DOCUMENT TEXT:
Saturday, June 14, 2014

Leather, part 1: There was never an Old Guard



Inspired a bit by Laura Antoniou’s recent post about how there are “no Old Guard Leather traditions,” I wanted to (in what I plan to make a series of posts) think out loud some about Leather history, Leather myth, and my own understanding of it all.

I am no expert in Leather history, and I’m sure some of my info here will be wrong.  (If so, leave a comment and tell me.)  I am not Old Guard or Traditional Leather… I suppose you could call me New Leather, if you must.  My Sir is Loki, so – of course – Midguard Leather – LOL.  For myself, I prefer “Leather Lite” or “Old Guard Pleather” – LOL.  And I guess I’ll have to try and get into what I mean by any of that (at least the less obviously jokey stuff), or if there even are such things, but let’s for now say that I like aspects of the mythology of Leather, and happy to borrow certain pieces I choose, but (1) I know it is largely a myth, and (2) there are many, many aspects of this myth I don’t feel the need to claim for myself (e.g. the heavy emphasis on protocols and ritual formality) – however, I’m not out-right hostile in my rejection of Leather the way some of my friends and family are; I just pick and choose what I like and make no attempt to be “twue” Leather (which isn’t true at all – as I’ll show below).

TASK DETAILS: Reproduce verbatim the passage of the blog post that opens with the words containing "Leather, part 1: There" and closes with "understanding of it all.". Rely solely on the blog post above and draw on no other source.

GIVEN MATERIAL:
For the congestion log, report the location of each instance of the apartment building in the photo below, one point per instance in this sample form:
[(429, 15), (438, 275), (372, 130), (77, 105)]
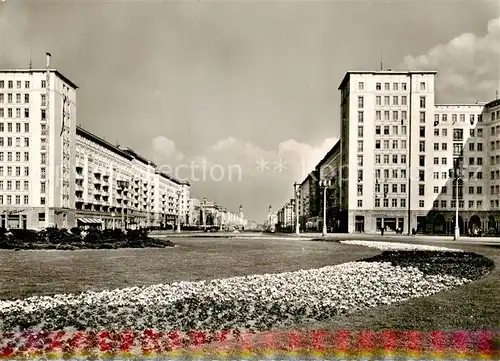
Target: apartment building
[(286, 216), (36, 161), (47, 162), (398, 150), (116, 187)]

SOLUTION TO THE EXERCISE:
Leather, part 1: There was never an Old Guard



Inspired a bit by Laura Antoniou’s recent post about how there are “no Old Guard Leather traditions,” I wanted to (in what I plan to make a series of posts) think out loud some about Leather history, Leather myth, and my own understanding of it all.